Estratto del documento
Maometto all'inizio politicamente non ha avuto la meglio, è stato spesso sconfitto e in un caso è mancato poco che venisse ucciso; ma il fatto che sia scampato alla morte è stato considerato dai musulmani come un miracolo, che mostra la protezione divina su Maometto.
Nonostante tali difficoltà, Maometto con grande abilità strategica riesce a conquistare man mano tutte le tribù: quando una tribù era più debole l'attaccava, costringendola a sottomettersi e a pagare un tributo; quando invece era di pari entità, stipulava un patto di solidarietà contro altre.
In tal modo egli diventa sempre più forte e riesce a conquistare altre piccole tribù, finché nel 630 entra alla Mecca, la sua città natale, come conquistatore, seppur pacificamente: i Meccani riconoscono la sua supremazia, lo lasciano entrare e alcuni mesi dopo ottiene il permesso di fare il primo pellegrinaggio alla Mecca, suo grande desiderio.
Nel 632 muore tenendo il suo discorso finale, il discorso d'addio, che è abbastanza bello.
In questo periodo di tempo ha conquistato tutta la Penisola arabica, anche i principati del Sud, lo Yemen, che era cristiano.
La tradizione musulmana racconta come i principi cristiani con i vescovi arrivino a Medina e accettino di sottomettersi all'autorità di Maometto piuttosto che combattere, pagando ogni anno un fortissimo tributo per rimanere cristiani.
Il rapporto tra i musulmani e i credenti di altre religioni, infatti, è stato stabilito nel Corano in un modo non del tutto univoco: c'è la città musulmana, dove hanno pieno diritto i musulmani, chiamati nel Corano "i credenti".
Dentro la città musulmana i credenti imperfetti (questa è una mia espressione), cioè ebrei e cristiani, hanno diritto di vivere; saranno chiamati "i protetti", " "gente del libro", poiché possiedono una scrittura rivelata, purché accettino di vivere sottomessi ai musulmani e "umiliati" (la parola è nel Corano), devono cioè pagare un tributo a testa pro capite.
Accettando questo, hanno la vita salva e possono praticare la loro religione, ad alcune condizioni. Essenzialmente hanno diritto ad una pratica esclusivamente privata: la loro religione non deve apparire, nessuna croce, nessun campanello, non hanno diritto di proclamare pubblicamente la loro fede, possono pregare nelle loro chiese, non possono però costruirne di nuove o riparare quelle che stanno cadendo.
Dunque in realtà significa per ebrei e cristiani il diritto di vivere, però con una scomparsa organizzata, pianificata: man mano devono finire per essere assimilati o morire.
Invece chi non è né musulmano né protetto non ha diritto di vivere nella città musulmana: per ordine divino deve essere ucciso o convertirsi.
Nella parte delle rivelazioni avvenuta a Medina il musulmano ha l'obbligo di combattere sul sentiero di Dio per difendere Dio e il suo profeta, chi mette in pericolo la religione musulmana deve essere combattuto con tutti i mezzi; nel Corano viene raccontato nei particolari anche come combatterli e ucciderli.

Materiale mostrato
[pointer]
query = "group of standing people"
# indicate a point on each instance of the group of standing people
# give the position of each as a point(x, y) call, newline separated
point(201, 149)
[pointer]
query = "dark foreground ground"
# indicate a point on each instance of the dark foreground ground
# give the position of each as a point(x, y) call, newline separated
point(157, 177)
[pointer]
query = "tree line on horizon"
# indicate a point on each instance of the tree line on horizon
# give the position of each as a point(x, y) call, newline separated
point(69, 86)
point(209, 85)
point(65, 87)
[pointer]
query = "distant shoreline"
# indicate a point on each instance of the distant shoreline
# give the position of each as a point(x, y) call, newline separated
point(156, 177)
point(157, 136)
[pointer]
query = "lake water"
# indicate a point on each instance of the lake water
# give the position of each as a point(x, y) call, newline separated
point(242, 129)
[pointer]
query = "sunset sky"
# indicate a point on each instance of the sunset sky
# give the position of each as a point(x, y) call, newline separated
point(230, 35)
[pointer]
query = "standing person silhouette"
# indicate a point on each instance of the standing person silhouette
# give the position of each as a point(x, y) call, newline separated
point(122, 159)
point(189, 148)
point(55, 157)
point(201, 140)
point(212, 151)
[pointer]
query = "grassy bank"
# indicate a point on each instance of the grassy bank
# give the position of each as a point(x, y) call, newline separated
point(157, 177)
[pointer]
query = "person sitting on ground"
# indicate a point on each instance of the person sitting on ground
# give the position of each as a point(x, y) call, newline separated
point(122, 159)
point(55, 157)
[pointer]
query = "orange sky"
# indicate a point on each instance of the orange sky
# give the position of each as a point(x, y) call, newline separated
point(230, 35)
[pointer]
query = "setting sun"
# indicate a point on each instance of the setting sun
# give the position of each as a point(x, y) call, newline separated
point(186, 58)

Cosa produrre
Riproduci fedelmente il passo dell'estratto su Maometto da "Dunque in realtà" a "combatterli e ucciderli.". Le righe non hanno alcun legame con l'estratto.

Risposta qui sotto
Dunque in realtà significa per ebrei e cristiani il diritto di vivere, però con una scomparsa organizzata, pianificata: man mano devono finire per essere assimilati o morire.
Invece chi non è né musulmano né protetto non ha diritto di vivere nella città musulmana: per ordine divino deve essere ucciso o convertirsi.
Nella parte delle rivelazioni avvenuta a Medina il musulmano ha l'obbligo di combattere sul sentiero di Dio per difendere Dio e il suo profeta, chi mette in pericolo la religione musulmana deve essere combattuto con tutti i mezzi; nel Corano viene raccontato nei particolari anche come combatterli e ucciderli.